The tasks:
(a) Write out the part of the comment on the Swedish bill that opens with the words containing "Crazy new Swedish" and closes with "Europe and Scandinavia.".
(b) Answer these questions from the comment on the Swedish bill:
(i) According to the title, the bill makes sharing music and TV as bad a crime as what?
(ii) Which country does the commenter call one of the worst offenders?
(iii) Where does the commenter say the corporate-government system has been spreading?
## start Document passage
Crazy new Swedish bill makes sharing music and TV as bad a “crime” as manslaughter - finnn
https://www.privateinternetaccess.com/blog/2018/02/crazy-new-swedish-bill-makes-sharing-music-bad-crime-manslaughter-yes-really/
======
blunte
I don't know Swedish law, but I will guess that like American law, any
parliament/house member can introduce basically any bill saying anything.
Presumably the bill will not pass if it's terrible and the other members are
sane/not-corrupt. So the presence of this bill is unfortunate, but I doubt it
would get passed.

The money in politics problem has been increasing in much of the development
world, so we have seen corporate interest laws pushed and often passed. The US
of course is one of the worst offenders of this, and unfortunately this
corporate-government system has been spreading to Europe and Scandinavia.
## end Document passage
## start Extracted records
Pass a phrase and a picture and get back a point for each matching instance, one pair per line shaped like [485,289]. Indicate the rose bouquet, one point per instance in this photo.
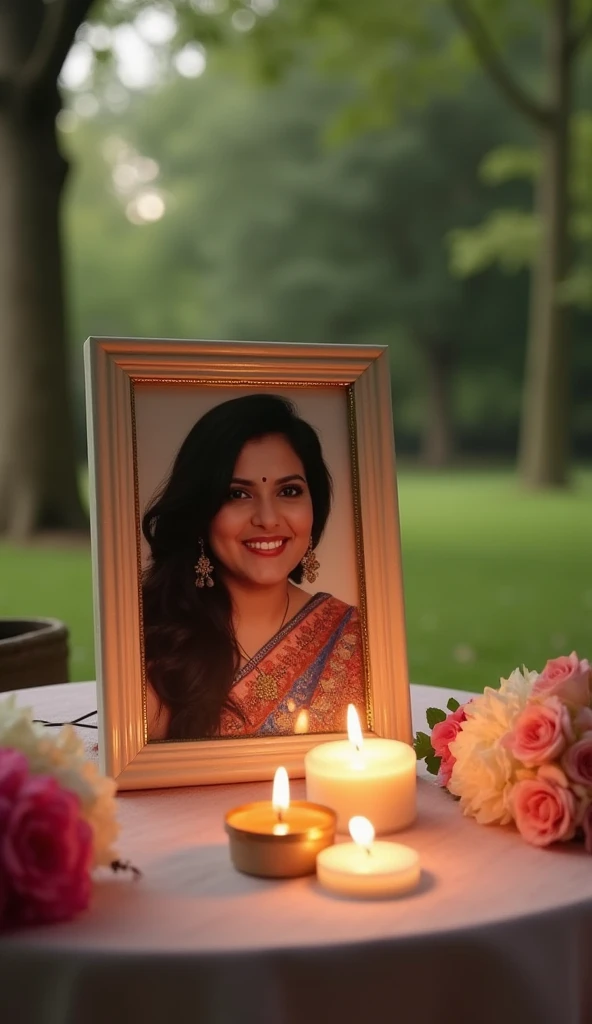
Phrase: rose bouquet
[521,753]
[57,820]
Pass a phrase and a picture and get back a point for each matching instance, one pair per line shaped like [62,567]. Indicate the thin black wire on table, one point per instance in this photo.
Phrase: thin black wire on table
[77,721]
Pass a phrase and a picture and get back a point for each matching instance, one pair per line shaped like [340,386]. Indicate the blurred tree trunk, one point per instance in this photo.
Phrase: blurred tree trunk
[544,450]
[38,479]
[437,442]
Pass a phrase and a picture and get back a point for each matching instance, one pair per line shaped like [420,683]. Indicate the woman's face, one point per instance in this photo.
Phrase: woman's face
[262,530]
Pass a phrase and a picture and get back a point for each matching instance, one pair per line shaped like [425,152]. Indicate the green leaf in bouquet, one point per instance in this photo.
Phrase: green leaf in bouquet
[422,745]
[434,715]
[432,764]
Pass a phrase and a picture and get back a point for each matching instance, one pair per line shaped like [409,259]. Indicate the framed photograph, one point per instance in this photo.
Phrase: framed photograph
[246,555]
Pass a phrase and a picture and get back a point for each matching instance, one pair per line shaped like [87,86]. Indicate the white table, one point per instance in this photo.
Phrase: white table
[497,932]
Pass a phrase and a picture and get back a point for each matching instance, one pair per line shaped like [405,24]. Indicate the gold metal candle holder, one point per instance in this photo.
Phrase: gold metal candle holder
[279,845]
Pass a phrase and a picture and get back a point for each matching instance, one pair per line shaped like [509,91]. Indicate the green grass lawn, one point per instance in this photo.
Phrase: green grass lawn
[494,578]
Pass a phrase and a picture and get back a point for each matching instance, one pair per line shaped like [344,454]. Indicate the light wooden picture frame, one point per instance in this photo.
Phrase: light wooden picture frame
[133,387]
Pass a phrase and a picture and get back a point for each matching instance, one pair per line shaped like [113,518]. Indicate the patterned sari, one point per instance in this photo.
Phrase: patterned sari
[303,678]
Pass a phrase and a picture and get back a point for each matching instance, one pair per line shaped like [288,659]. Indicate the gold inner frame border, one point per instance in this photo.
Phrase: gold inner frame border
[352,434]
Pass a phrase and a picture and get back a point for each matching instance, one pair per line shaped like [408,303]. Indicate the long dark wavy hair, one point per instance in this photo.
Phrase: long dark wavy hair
[189,646]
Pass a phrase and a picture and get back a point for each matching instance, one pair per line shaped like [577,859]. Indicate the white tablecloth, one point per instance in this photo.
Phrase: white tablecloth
[497,932]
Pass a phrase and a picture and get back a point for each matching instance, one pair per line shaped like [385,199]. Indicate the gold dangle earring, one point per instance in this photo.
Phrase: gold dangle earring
[310,564]
[204,568]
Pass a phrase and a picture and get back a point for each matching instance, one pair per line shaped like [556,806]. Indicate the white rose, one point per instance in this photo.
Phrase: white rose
[484,772]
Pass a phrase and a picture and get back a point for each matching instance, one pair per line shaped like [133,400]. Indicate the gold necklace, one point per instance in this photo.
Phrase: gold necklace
[251,656]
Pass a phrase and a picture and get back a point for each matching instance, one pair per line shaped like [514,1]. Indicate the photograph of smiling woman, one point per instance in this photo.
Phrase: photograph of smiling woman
[233,645]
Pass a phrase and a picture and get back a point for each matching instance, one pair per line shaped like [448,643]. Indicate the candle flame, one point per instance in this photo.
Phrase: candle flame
[362,832]
[353,728]
[281,795]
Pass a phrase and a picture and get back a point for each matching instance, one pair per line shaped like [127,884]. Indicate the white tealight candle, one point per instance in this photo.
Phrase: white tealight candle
[364,775]
[368,869]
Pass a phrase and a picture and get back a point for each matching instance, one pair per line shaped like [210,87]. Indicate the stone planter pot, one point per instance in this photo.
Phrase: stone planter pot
[33,652]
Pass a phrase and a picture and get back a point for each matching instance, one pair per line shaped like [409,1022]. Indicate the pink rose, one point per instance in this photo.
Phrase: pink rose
[587,825]
[541,732]
[583,721]
[543,811]
[567,678]
[577,761]
[46,852]
[441,737]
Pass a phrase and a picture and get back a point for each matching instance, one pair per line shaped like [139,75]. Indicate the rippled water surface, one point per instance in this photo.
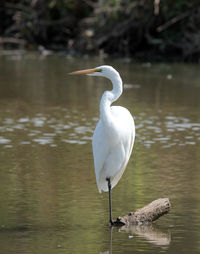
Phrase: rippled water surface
[49,202]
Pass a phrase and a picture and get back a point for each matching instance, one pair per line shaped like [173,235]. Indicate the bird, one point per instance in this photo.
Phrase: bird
## end Extracted records
Task-by-task answers:
(a)
Crazy new Swedish bill makes sharing music and TV as bad a “crime” as manslaughter - finnn
https://www.privateinternetaccess.com/blog/2018/02/crazy-new-swedish-bill-makes-sharing-music-bad-crime-manslaughter-yes-really/
======
blunte
I don't know Swedish law, but I will guess that like American law, any
parliament/house member can introduce basically any bill saying anything.
Presumably the bill will not pass if it's terrible and the other members are
sane/not-corrupt. So the presence of this bill is unfortunate, but I doubt it
would get passed.

The money in politics problem has been increasing in much of the development
world, so we have seen corporate interest laws pushed and often passed. The US
of course is one of the worst offenders of this, and unfortunately this
corporate-government system has been spreading to Europe and Scandinavia.

(b)
(i) Manslaughter.
(ii) The US.
(iii) To Europe and Scandinavia.